The International Monetary Fund (IMF) will be committing $40 billion to Nigeria and 11 other African economies under a new Resilience and Sustainability Trust (RST), which will be operationalised later this year.
The IMF Managing Director, Kristalina Georgieva, and Moroccan Minister of Economy and Finance Ms. Nadia Fettah, broke the news at the end of the World Bank/IMF Spring Meetings in Washington D.C.
Georgieva said the Resilience and Sustainability Trust would be funded by Special Drawing Rights (SDRs) channelled from donor countries.
It will complement the IMF’s lending toolkit by providing longer-term affordable financing to address longer-term challenges, including climate change and pandemic preparedness.
“The African Consultative Group (ACG) welcomed initial pledges of about $40 billion toward financing the RST, and urged other contributors to make additional pledges to ensure the RST is well-positioned to support African countries to address their long-term challenges and build resilience,” Fettah, who is the Chair of the African Caucus of ACG, said in a statement.
Libya, Ghana, and Egypt, among others, also members of the ACG, will also benefit from the fund.
The ACG comprises the Fund Governors of a subset of 12 African countries belonging to the African Caucus (African finance ministers and central bank governors) and Fund management.
“The group also underscored the need to address rising debt vulnerabilities of developing countries, particularly in Africa and find effective ways to alleviate the weight of the debt service. It also stressed the need to continue working together to strengthen the debt resolution architecture, including by improving the Common Framework for debt treatments and technical assistance within the Multipronged Approach (MPA) to address the remaining capacity requirements.”
Georgieva said: “Our discussions on Africa’s challenges and prospects for recovery have been very fruitful. Today the green shoots of the recovery that started in 2021 are threatened by the war in Ukraine at a time when the war on COVID-19 is still not over.
“Although the continent’s fuel and commodity exporters will experience a windfall gain, the positive fiscal impact could be largely offset by additional energy and food subsidies. In contrast, high food and energy prices are straining commodity importers’ external and fiscal balances. Capital flows are also likely to be disrupted.
“We agreed that the top priority must be to protect the most vulnerable households from the impact of high food and energy prices. But the external shock is hitting the continent at a time when most countries have limited fiscal space, with high debt vulnerabilities and increased risks. In this challenging context, targeted, temporary, and transparent support to vulnerable households using and further developing social safety nets would be the most appropriate solution.
“For this effort to succeed, governments in the region, the international community, and the private sector should make concerted efforts to mobilise revenue and additional financing to support the recovery and implement needed reforms to promote inclusive and sustainable growth, achieve diversification, tackle the climate crisis, and transition to a green economy.
“The IMF has been playing its part and reformed its concessional lending toolkit for low-income countries to provide greater flexibility to the access levels. It provided emergency financing to countries with urgent balance of payments needs, debt service relief under the Catastrophe Containment and Relief Trust (CCRT) to the most vulnerable countries and enacted an historical Special Drawing Rights (SDR) allocation.”
The SDR allocation boosted liquidity and reserves around the world. About S$34 billion was allocated to Africa countries, equivalent in six per cent of me countries’ Gross Domestic Product (GDP).

┄┄┄┄┄┄┄┄┄┄┄┄┄┄┄┄┄┄┄┄

[REQUIRED WORK]:
1 - Please quote the IMF passage word for word, from "Libya, Ghana, and" to "and Fund management.".
2 - For each statement, say yes or no according to the IMF passage, and quote the words that decide it.
(a) The Resilience and Sustainability Trust will be funded by Special Drawing Rights channelled from donor countries.
(b) Nadia Fettah is the IMF Managing Director.
(c) The ACG is made up of the Fund Governors of 20 African countries.

[EXTRACTED ENTRIES]:
┄┄┄┄┄┄┄┄┄┄┄┄┄┄┄┄┄┄┄┄

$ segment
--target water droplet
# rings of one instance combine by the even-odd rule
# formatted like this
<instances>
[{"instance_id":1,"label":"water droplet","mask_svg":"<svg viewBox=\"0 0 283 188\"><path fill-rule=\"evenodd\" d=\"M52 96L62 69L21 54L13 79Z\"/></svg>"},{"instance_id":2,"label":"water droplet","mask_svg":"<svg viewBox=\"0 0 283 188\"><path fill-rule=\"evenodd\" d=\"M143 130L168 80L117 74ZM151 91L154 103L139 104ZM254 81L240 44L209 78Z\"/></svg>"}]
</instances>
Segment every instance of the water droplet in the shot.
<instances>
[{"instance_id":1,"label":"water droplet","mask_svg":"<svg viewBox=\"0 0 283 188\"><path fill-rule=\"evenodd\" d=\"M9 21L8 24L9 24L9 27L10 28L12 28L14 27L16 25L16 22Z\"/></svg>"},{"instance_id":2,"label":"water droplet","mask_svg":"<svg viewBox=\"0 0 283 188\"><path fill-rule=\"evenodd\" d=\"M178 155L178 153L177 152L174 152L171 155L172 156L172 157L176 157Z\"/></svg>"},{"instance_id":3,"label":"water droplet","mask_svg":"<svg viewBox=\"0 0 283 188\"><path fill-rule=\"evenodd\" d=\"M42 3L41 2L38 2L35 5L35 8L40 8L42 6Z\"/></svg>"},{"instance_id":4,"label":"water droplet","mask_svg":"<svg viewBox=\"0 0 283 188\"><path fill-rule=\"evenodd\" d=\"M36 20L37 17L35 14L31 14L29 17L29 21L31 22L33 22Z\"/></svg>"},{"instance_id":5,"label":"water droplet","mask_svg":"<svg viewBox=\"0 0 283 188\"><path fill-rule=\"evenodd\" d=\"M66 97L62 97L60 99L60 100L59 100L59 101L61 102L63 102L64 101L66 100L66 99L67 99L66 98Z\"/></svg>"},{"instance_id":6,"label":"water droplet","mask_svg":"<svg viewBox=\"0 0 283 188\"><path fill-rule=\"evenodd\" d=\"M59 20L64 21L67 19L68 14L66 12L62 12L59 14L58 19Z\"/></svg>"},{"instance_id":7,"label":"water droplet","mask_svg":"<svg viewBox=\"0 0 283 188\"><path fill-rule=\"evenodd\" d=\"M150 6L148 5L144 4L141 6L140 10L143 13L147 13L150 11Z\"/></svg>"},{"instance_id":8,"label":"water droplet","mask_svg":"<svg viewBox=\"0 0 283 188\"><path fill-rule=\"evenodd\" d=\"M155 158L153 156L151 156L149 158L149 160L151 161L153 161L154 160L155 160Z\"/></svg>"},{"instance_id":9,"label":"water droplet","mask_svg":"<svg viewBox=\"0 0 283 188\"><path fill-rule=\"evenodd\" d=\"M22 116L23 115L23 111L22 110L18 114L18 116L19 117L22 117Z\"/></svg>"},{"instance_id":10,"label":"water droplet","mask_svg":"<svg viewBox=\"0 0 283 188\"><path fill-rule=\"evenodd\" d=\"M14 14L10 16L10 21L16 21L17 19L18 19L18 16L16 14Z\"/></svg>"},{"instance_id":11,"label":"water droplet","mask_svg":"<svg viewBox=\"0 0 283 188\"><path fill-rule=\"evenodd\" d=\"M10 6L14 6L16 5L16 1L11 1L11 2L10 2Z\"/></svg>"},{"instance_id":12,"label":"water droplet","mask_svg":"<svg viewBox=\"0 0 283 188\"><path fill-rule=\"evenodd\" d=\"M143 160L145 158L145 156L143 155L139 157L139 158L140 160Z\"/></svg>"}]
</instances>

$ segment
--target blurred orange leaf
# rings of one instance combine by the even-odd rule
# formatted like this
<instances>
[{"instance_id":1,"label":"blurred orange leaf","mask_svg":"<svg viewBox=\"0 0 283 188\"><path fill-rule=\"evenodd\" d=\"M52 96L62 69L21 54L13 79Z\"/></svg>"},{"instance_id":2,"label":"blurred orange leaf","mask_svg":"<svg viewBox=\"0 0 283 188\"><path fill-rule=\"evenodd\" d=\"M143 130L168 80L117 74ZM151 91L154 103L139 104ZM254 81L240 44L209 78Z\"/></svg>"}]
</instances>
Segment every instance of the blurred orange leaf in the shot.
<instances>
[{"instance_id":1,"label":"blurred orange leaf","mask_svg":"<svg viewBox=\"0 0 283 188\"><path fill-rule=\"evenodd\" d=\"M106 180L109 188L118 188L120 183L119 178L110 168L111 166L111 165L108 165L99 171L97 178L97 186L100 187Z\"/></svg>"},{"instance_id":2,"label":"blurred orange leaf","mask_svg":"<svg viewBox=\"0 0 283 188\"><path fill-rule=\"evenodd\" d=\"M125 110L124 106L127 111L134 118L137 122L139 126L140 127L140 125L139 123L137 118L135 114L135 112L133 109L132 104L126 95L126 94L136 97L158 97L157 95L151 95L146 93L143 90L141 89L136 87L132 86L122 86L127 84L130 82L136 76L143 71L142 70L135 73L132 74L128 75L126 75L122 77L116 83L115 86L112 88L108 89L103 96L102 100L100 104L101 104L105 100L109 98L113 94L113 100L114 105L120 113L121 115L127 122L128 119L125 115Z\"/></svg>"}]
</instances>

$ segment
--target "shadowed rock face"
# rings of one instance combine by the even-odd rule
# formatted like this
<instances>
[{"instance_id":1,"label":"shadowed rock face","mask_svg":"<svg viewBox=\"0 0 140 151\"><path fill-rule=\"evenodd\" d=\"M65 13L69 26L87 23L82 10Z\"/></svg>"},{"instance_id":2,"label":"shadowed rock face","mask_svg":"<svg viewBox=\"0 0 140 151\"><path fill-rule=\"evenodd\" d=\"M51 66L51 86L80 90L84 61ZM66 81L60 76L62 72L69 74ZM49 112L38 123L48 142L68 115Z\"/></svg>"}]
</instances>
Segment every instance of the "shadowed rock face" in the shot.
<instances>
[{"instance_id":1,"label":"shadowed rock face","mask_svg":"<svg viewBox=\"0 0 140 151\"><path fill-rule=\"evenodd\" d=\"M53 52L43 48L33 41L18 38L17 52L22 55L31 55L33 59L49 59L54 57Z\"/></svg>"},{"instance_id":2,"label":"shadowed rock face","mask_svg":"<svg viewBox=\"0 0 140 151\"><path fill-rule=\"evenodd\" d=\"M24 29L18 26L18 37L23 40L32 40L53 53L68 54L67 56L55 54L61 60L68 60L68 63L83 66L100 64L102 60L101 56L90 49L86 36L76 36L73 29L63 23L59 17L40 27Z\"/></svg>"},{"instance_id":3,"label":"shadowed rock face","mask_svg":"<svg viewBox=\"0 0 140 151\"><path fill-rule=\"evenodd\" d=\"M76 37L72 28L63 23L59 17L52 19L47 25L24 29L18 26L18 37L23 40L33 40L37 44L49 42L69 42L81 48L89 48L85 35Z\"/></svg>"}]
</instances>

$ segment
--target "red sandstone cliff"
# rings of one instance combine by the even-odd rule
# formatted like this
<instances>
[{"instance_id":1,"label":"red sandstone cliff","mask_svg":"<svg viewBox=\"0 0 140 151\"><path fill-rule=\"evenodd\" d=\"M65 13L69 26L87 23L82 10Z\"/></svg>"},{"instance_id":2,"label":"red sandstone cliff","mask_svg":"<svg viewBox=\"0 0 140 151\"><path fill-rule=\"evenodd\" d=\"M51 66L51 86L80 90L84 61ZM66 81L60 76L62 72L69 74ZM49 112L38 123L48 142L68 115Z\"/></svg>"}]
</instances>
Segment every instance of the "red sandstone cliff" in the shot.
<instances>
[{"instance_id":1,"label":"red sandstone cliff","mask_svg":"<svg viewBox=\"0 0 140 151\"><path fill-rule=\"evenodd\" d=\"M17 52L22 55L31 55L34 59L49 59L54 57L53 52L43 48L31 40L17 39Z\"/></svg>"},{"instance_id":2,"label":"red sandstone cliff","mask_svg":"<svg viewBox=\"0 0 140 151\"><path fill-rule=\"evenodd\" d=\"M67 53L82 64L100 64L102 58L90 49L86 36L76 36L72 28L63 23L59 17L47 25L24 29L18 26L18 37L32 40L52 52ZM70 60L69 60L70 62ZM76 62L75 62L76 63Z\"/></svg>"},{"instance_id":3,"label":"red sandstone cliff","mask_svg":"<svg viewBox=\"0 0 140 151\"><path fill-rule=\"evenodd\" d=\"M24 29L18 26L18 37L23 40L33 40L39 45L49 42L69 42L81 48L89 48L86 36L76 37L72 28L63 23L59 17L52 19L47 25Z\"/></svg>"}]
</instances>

┄┄┄┄┄┄┄┄┄┄┄┄┄┄┄┄┄┄┄┄

[RESULTS OF THE EXERCISE]:
1 -
Libya, Ghana, and Egypt, among others, also members of the ACG, will also benefit from the fund.
The ACG comprises the Fund Governors of a subset of 12 African countries belonging to the African Caucus (African finance ministers and central bank governors) and Fund management.

2 -
(a) Yes: "the Resilience and Sustainability Trust would be funded by Special Drawing Rights (SDRs) channelled from donor countries."
(b) No: "The IMF Managing Director, Kristalina Georgieva, and Moroccan Minister of Economy and Finance Ms. Nadia Fettah"
(c) No: "The ACG comprises the Fund Governors of a subset of 12 African countries"